▶ [Task description]: For every record below, write out an exact copy.
───── Input material ─────
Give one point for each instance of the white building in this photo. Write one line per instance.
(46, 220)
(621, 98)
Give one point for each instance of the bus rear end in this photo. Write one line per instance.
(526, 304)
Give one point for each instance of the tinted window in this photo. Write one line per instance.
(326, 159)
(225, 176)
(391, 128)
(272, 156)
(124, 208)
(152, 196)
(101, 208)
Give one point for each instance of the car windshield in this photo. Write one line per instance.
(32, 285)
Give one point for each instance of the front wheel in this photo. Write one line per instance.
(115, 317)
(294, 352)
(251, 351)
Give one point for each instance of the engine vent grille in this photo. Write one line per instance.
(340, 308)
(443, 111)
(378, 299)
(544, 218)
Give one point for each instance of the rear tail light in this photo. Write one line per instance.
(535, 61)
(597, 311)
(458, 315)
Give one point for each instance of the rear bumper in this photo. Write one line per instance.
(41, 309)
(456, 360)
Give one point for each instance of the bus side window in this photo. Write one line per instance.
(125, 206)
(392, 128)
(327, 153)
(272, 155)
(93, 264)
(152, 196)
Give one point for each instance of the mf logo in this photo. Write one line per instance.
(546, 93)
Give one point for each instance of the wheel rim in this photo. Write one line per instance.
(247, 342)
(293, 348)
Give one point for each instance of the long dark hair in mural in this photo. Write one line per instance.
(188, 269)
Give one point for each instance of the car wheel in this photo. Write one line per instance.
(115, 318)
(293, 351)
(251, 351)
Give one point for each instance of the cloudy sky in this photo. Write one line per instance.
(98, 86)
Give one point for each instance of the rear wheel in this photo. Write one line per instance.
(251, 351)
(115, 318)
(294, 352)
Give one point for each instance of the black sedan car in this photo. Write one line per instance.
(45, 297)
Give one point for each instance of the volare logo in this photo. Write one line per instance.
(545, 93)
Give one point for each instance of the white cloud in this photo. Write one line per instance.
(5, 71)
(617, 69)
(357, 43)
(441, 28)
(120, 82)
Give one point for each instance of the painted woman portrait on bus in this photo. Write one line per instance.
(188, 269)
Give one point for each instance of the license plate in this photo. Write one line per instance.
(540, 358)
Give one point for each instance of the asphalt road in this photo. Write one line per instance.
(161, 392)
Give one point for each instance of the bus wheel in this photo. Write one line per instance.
─────
▶ [Answer to this task]:
Give one point for each instance of the white building in this photo. Write one line per instance.
(46, 220)
(621, 98)
Give one point for each instance of the bus rear end in this photo. Write one line per instance.
(526, 304)
Give one point for each instance of the tinted window in this photo. Write one line per instance.
(326, 159)
(225, 176)
(391, 128)
(272, 156)
(124, 208)
(152, 196)
(101, 208)
Give one point for each instance of the car windshield in this photo. Write one line per instance.
(32, 285)
Give one point for each instance of the front wheel in this photo. Write one line per instance.
(115, 317)
(294, 352)
(251, 351)
Give one point for each instance of the engine vent grille in this photo. Write one line per instance.
(340, 308)
(443, 111)
(378, 299)
(544, 218)
Give one point for each instance of the rear tail light in this photo. Write one line per instance.
(535, 61)
(597, 311)
(458, 315)
Give one point for each instance of the rear bumper in this photo. Write one line per instance.
(41, 309)
(456, 360)
Give one point for each instance of the bus side window in this photo. Write one line per instance.
(125, 206)
(392, 128)
(327, 153)
(272, 155)
(93, 264)
(152, 196)
Give one point for each instance of the mf logo in this photo. Write one line per instance.
(546, 93)
Give one point for each instance of the wheel rim in this photo. Write one line per instance.
(247, 342)
(293, 348)
Give one point for each instance of the long dark hair in mural in this photo. Write one line per instance.
(188, 269)
Give one point for each instance of the car wheel in this photo. Write one line per instance.
(115, 318)
(293, 351)
(251, 351)
Give one point for each instance of the cloudy sky in this photo. Write one line per instance.
(98, 86)
Give one point for each instance of the rear wheel in this photo. Write one line per instance.
(251, 351)
(115, 318)
(294, 352)
Give one point for each instance of the black sedan car in this photo. Write one line per instance.
(45, 297)
Give one point for each instance of the volare logo in this photo. Write one line per instance.
(545, 93)
Give one point for each instance of the white cloud in this photo. Write one line per instance.
(5, 71)
(617, 69)
(357, 43)
(441, 28)
(120, 82)
Give one point for each instance of the painted woman portrait on bus in this photo. Write one line per instance.
(188, 269)
Give one point for each instance of the license plate in this photo. Write one line per instance.
(540, 358)
Give one point for each instance of the asphalt road in this photo. Write one line per instance.
(161, 392)
Give one point for each instance of the bus wheel in this photo. Write one line per instance.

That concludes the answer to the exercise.